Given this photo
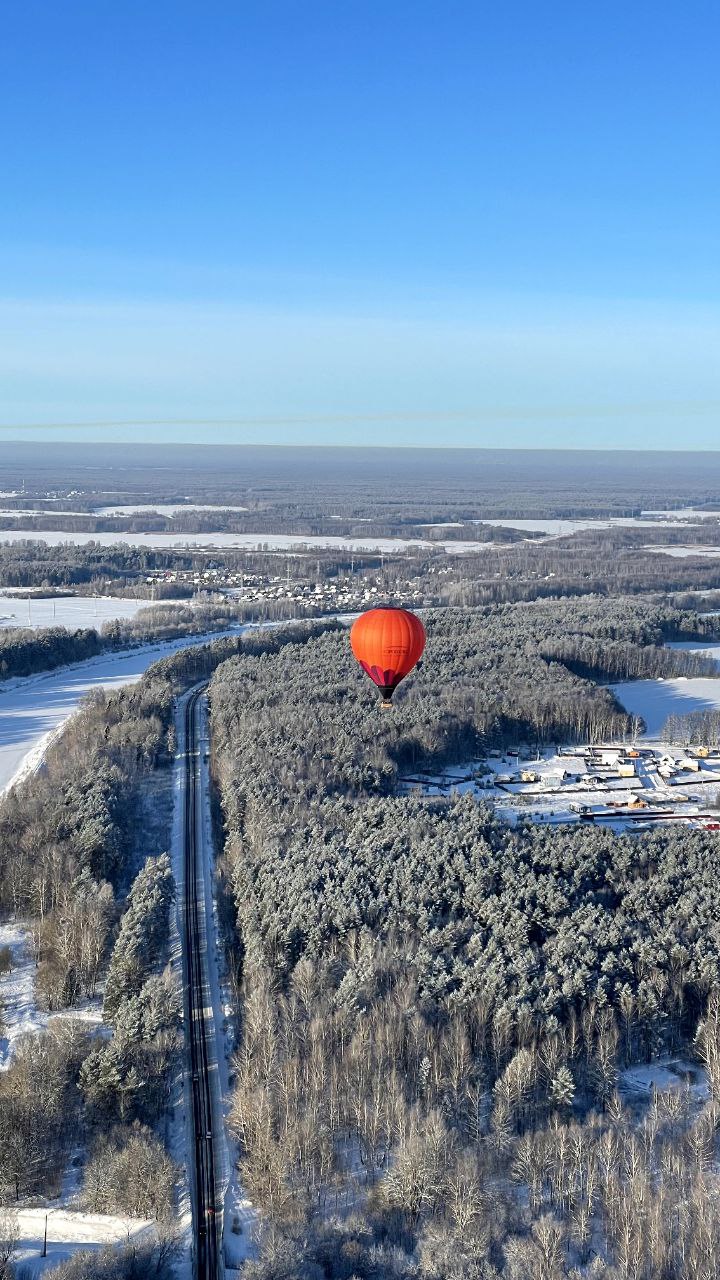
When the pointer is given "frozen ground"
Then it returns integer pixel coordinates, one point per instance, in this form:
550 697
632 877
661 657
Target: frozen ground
249 542
682 552
17 991
35 707
561 528
69 611
17 995
160 508
67 1233
657 699
559 787
666 1073
686 513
○ ○ ○ ○
Go through the data above and transcribe it in full, omitting any image.

Given this photo
When the pointer is given "frozen ground"
Then it returns integer pixel coordinates, one point per instance, in this form:
550 697
632 877
661 657
Target: frozen ground
249 542
682 552
17 991
35 707
561 528
69 611
17 995
160 508
67 1233
657 699
559 787
666 1073
686 513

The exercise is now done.